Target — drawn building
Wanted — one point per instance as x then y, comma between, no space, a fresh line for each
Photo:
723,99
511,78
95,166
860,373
◆ ◆ ◆ ◆ ◆
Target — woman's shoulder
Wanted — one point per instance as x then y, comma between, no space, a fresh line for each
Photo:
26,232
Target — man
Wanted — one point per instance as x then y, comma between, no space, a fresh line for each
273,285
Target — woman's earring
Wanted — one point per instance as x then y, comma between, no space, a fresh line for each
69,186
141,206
◆ ◆ ◆ ◆ ◆
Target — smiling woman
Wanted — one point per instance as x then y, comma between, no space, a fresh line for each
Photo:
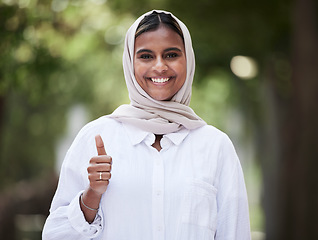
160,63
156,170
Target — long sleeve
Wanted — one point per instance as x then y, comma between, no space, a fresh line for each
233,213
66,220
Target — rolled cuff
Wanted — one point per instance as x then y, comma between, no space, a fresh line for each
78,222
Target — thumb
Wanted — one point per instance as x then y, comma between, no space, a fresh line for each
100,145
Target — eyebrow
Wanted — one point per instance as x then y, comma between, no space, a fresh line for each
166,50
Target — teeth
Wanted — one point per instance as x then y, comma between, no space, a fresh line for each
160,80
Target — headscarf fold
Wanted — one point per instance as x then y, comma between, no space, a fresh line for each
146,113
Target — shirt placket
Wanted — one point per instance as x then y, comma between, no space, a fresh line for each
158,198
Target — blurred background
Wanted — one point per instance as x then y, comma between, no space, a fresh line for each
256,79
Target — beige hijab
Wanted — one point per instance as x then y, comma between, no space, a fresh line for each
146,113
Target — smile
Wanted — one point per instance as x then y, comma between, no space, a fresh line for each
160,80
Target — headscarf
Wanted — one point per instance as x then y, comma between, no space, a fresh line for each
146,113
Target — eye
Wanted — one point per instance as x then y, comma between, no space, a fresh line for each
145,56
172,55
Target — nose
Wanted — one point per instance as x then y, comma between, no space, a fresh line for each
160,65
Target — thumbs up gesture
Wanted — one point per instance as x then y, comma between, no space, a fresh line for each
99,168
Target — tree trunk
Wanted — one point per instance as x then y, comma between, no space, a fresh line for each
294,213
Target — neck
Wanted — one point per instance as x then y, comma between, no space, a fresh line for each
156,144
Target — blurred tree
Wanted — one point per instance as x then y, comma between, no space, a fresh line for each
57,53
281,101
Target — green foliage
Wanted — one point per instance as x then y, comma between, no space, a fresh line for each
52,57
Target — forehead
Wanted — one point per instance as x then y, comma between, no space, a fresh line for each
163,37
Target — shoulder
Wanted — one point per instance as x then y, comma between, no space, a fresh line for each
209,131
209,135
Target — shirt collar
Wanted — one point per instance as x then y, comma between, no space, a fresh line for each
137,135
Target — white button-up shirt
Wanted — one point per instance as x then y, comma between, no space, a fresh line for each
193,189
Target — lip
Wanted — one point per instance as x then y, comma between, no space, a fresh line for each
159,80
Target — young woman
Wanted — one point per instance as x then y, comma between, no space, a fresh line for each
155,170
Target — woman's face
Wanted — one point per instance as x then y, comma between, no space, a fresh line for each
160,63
◆ ◆ ◆ ◆ ◆
-- Assignment --
In the listing above, find the line holding "Target — beige hijab" and the line holding "Target — tree trunk", then output those two lines and every line between them exactly.

-- Your solution --
Target — beige hijab
Wanted — one point per instance as x then y, comma between, no space, a fresh line for each
146,113
Target — smile
Wanted — one point per instance as x then y, comma between, no space, a fresh line for each
160,80
Target — headscarf
Wanted — one point per instance as x then y, comma between, no space, a fresh line for each
146,113
Target — eye
Wanted — one point per instance as x then y, comma between, no space, a fresh line for each
145,56
172,55
Target — nose
Wanted — one point per instance as x then y, comma between, no space, a fresh line for each
160,65
Target — thumbs up gesture
Wanted — one point per instance as x then y, comma between, no space, a fresh line for each
99,168
Target — tree trunk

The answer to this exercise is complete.